§ **Enregistrements à utiliser**

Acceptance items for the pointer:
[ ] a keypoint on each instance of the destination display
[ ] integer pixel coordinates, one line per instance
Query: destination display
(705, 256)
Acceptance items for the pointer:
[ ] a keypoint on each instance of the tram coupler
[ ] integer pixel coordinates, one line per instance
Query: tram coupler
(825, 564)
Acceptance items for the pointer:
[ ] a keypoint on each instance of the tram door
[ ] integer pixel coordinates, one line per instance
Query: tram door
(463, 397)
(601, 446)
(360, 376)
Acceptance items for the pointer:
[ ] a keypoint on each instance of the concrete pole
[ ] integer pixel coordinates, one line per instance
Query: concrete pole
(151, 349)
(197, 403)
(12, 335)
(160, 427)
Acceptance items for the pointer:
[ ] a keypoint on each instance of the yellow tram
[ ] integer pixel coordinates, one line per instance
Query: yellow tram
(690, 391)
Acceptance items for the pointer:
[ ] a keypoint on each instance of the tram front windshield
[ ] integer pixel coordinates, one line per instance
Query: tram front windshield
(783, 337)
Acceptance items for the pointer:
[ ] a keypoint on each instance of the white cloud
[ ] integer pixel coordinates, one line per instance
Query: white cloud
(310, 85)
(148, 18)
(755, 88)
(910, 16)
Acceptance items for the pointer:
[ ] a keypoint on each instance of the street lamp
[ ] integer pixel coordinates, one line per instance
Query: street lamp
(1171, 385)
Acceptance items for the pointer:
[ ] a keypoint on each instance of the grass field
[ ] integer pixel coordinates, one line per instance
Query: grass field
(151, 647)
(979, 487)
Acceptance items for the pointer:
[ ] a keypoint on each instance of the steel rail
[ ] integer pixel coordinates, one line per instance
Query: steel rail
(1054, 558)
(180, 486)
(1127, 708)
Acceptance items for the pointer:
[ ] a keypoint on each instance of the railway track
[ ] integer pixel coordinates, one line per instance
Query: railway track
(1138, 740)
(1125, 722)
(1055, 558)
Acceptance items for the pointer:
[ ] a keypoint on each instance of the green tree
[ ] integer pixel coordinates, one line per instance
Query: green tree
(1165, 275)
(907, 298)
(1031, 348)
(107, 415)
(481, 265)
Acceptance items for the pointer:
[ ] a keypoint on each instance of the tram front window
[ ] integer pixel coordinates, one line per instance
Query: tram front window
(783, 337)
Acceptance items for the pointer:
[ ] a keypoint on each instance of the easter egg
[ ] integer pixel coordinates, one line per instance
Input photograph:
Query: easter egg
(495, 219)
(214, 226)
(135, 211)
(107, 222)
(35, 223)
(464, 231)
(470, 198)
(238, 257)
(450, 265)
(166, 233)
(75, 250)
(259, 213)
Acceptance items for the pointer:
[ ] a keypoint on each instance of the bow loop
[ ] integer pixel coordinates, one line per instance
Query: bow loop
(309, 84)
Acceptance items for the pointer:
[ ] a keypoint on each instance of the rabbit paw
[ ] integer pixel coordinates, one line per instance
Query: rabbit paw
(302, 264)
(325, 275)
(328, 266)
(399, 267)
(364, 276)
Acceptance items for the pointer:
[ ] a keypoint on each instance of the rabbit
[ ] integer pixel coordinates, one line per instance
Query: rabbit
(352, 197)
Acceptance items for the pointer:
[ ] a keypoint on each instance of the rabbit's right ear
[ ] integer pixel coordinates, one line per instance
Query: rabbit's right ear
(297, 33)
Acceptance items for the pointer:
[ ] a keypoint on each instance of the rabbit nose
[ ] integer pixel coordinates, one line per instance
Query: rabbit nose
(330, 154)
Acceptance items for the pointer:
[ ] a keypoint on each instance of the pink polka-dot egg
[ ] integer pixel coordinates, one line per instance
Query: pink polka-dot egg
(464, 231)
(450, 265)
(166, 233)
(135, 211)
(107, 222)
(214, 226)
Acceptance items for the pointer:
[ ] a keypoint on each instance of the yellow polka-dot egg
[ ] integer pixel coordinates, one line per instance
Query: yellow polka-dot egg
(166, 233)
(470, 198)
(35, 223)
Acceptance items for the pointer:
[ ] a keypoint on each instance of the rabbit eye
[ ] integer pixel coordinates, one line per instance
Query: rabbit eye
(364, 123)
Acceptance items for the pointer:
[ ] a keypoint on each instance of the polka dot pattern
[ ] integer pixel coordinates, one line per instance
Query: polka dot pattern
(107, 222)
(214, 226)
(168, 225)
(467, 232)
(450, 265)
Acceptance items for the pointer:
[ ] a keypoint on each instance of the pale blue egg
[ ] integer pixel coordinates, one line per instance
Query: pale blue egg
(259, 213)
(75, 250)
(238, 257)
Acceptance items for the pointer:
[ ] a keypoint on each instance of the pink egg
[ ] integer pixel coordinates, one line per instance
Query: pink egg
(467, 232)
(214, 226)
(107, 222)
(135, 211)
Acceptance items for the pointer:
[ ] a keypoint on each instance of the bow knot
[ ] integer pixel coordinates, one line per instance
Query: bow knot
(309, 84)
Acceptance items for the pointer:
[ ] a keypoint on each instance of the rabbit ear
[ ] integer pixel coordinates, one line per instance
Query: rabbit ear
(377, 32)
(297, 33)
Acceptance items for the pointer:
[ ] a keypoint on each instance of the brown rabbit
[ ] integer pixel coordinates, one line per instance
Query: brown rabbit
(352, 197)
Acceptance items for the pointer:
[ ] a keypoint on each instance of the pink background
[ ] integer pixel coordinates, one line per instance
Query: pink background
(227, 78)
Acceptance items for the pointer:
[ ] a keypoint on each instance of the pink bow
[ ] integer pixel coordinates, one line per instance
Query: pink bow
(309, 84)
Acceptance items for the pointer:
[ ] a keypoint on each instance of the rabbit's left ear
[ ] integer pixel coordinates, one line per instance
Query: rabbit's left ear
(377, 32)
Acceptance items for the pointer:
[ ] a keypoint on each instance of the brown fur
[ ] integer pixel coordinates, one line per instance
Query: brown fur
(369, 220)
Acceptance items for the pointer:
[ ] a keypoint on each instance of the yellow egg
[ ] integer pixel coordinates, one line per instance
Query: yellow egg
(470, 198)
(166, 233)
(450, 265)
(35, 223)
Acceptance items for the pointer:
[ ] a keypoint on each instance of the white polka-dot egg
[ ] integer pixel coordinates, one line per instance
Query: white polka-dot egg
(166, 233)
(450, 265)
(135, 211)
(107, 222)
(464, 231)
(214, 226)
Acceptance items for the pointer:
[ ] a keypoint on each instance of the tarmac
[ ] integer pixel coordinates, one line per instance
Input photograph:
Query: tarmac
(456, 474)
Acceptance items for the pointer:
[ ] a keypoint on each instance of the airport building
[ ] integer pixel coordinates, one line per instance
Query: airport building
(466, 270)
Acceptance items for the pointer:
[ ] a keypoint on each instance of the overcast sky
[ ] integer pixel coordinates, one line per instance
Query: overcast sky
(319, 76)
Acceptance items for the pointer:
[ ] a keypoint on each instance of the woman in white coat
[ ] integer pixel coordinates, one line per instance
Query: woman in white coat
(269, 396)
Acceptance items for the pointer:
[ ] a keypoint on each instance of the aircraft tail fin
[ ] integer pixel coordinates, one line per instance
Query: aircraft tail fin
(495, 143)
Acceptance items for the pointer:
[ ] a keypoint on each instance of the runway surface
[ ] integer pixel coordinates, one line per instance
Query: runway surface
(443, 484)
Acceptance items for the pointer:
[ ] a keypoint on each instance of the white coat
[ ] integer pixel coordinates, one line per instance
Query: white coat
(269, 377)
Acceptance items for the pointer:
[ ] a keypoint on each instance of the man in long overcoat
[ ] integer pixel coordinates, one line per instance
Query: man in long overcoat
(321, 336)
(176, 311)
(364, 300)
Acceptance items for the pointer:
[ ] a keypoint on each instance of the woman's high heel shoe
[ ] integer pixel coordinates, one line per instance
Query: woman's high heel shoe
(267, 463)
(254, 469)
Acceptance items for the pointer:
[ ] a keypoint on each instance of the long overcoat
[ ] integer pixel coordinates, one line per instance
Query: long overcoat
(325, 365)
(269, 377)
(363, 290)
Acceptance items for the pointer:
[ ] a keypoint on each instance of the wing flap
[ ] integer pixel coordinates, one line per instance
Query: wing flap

§ **Consigne**
Relevez toutes les lignes des enregistrements ci-dessus qui contiennent le mot « railway ». Les majuscules et minuscules comptent.

§ **Réponse**
[ ] a keypoint on each instance of the railway track
Query: railway track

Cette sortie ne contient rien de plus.